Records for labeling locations
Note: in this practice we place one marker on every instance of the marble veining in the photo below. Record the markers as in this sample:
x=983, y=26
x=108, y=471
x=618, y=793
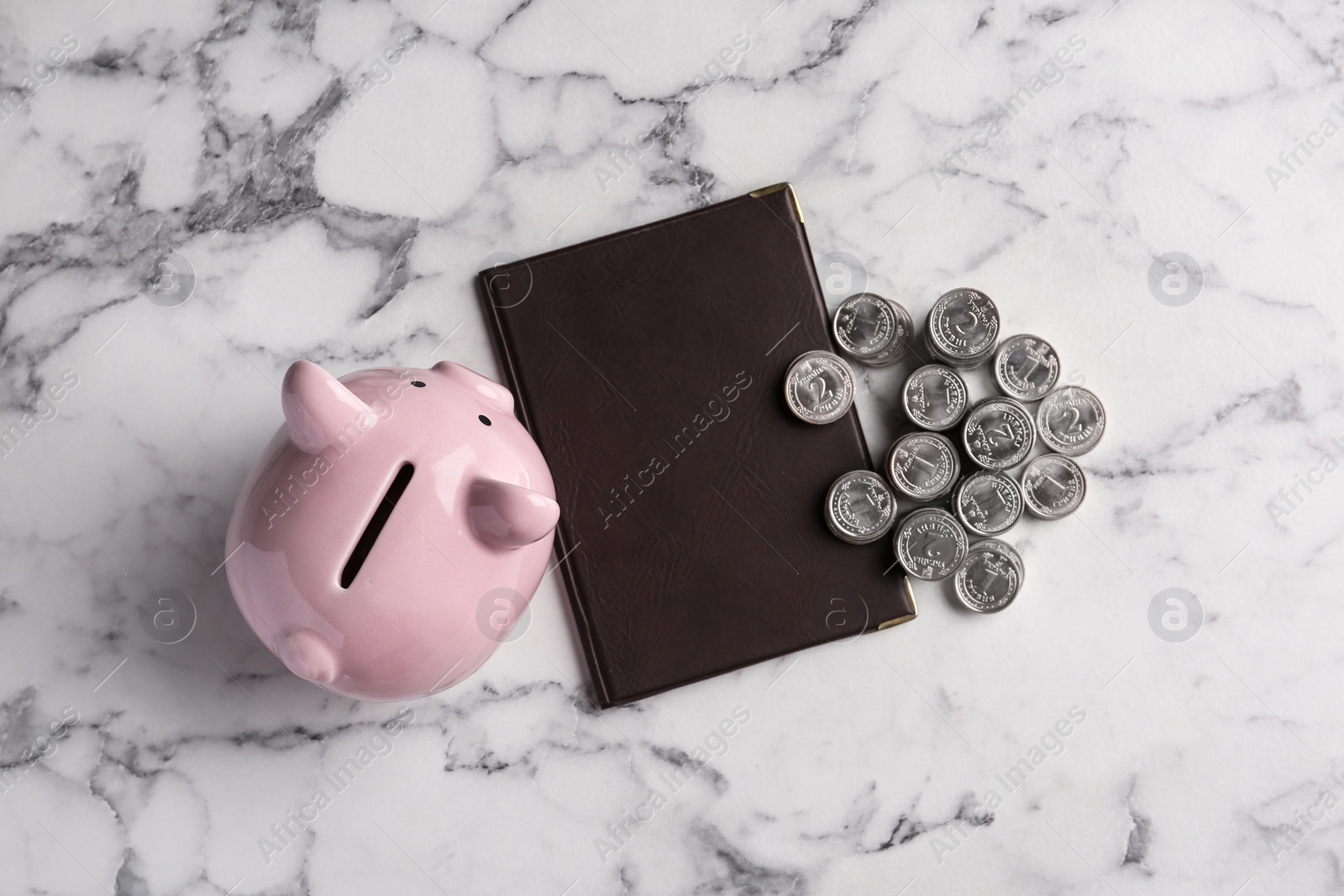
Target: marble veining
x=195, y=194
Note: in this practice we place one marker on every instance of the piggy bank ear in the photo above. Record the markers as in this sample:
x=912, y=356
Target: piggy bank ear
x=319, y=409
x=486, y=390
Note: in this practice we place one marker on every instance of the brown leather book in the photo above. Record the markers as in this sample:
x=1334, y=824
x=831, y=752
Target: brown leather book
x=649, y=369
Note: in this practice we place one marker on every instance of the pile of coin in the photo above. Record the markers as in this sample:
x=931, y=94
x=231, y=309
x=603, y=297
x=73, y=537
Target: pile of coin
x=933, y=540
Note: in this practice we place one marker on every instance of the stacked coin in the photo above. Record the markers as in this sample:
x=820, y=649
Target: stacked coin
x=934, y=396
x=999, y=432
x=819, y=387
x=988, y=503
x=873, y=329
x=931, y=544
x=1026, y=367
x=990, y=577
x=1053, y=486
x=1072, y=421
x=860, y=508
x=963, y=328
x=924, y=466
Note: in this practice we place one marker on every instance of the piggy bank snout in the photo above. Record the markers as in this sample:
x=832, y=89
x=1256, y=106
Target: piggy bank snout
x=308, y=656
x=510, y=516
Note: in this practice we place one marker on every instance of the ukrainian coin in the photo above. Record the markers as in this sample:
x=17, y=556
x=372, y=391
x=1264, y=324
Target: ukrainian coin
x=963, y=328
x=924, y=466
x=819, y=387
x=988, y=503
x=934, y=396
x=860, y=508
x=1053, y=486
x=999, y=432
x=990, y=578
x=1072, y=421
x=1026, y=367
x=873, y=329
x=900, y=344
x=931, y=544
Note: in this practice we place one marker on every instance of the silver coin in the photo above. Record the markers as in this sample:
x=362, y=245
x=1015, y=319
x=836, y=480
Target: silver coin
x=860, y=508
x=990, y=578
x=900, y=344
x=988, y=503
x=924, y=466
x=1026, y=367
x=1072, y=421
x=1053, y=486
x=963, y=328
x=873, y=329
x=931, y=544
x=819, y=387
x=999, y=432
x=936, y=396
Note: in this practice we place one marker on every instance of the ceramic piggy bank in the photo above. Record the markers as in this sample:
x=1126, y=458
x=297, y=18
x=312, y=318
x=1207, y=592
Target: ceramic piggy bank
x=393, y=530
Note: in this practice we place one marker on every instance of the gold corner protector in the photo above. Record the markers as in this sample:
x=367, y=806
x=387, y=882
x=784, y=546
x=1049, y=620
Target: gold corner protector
---
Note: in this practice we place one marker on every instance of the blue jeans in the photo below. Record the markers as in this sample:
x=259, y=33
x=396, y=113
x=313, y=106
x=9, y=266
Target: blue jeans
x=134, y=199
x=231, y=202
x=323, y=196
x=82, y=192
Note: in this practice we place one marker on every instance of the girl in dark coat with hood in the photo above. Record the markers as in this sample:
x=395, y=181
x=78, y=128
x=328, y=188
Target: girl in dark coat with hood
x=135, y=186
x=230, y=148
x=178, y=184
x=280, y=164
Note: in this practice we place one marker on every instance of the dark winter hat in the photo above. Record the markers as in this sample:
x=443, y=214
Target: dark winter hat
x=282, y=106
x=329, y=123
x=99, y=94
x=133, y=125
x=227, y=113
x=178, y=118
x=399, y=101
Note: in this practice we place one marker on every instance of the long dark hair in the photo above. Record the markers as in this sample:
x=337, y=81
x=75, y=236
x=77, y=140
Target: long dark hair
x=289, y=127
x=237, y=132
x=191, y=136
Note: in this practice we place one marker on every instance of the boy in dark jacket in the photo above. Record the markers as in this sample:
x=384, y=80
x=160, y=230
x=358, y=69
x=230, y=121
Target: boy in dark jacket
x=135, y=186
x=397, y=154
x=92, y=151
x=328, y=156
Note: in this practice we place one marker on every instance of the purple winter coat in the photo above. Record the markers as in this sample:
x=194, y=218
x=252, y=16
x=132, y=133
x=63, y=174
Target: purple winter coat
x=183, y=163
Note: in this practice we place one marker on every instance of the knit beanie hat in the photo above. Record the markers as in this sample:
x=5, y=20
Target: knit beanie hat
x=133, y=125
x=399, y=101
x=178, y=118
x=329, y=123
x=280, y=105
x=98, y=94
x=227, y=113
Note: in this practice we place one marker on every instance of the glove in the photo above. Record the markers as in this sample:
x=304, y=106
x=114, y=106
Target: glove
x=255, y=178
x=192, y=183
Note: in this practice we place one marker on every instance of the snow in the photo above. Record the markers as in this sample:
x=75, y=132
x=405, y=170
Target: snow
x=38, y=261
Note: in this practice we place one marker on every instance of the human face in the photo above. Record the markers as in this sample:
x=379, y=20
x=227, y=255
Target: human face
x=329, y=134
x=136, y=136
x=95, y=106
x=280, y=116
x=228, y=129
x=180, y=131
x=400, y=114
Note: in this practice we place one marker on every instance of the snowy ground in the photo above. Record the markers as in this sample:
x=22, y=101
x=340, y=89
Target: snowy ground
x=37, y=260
==
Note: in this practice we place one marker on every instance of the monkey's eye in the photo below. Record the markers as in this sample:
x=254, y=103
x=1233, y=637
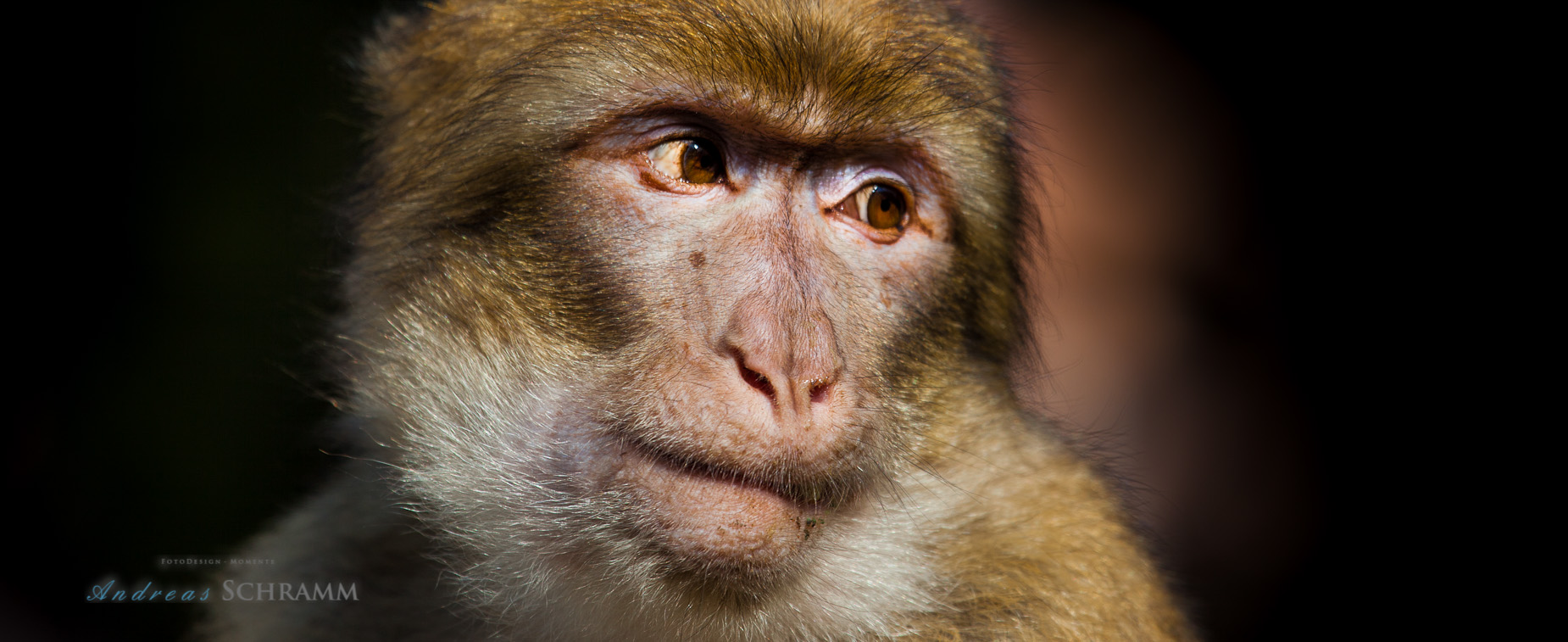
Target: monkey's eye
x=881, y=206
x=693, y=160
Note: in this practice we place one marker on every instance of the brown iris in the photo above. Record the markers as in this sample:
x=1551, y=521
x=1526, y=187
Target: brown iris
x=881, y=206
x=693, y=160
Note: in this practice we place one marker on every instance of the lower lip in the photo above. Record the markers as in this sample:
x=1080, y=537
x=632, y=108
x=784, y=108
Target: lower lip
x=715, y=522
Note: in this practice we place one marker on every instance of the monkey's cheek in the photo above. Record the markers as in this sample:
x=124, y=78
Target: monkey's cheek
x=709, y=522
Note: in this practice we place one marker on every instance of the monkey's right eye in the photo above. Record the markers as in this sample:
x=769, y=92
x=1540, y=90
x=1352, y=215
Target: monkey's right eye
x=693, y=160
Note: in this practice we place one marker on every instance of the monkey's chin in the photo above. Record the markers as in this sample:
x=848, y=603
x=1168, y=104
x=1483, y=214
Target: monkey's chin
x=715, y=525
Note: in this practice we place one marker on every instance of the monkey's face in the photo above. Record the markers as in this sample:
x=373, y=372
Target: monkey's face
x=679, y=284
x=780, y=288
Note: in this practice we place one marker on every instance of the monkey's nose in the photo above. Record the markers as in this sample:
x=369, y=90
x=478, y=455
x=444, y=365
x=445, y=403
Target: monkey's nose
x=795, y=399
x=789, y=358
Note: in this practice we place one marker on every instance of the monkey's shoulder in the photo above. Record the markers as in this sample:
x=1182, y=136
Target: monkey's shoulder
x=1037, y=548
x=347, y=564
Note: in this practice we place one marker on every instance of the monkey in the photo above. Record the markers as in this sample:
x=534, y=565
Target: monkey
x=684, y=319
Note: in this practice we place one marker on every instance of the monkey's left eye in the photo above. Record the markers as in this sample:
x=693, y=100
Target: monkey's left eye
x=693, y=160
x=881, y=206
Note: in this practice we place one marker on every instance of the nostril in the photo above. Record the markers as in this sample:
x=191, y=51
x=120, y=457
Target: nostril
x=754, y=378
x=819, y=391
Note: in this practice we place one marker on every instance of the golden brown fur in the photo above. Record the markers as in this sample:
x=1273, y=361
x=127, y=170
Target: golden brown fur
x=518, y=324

> **The exercise**: Express everything in the records from the line containing "of the human" down to the line containing "x=37, y=260", both included, as a JSON list of strings with one string per line and blank lines left out.

> **Exercise response**:
[
  "Note: in this practice we place one marker on every instance of the human face in the photo above. Record the markers as in this sample:",
  "x=379, y=20",
  "x=227, y=255",
  "Target: human face",
  "x=329, y=134",
  "x=136, y=136",
  "x=95, y=106",
  "x=280, y=116",
  "x=228, y=129",
  "x=180, y=131",
  "x=400, y=114",
  "Note: in this practice we place one marker on every instance of the snowy ground in the photo above. Record the markers as in this sample:",
  "x=22, y=101",
  "x=340, y=89",
  "Target: snowy ground",
  "x=37, y=260"
]